### [Task input]

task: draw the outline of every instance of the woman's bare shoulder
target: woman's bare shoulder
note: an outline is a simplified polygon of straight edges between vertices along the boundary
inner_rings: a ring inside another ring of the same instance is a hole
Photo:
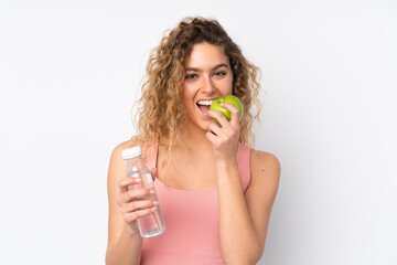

### [What to produce]
Reprint the records above, swapping "bare shoulder" for "left shoulder" everywhere and changing nothing else. Leave the pictures out.

### [Answer to the exercise]
task: draw the outline of every instance of the woman's left shoulder
target: woman's left shoulder
note: an outline is a simplified polygon of straight edges between vertices along the boundary
inner_rings: a ring inside another ring of the same instance is a hole
Photo:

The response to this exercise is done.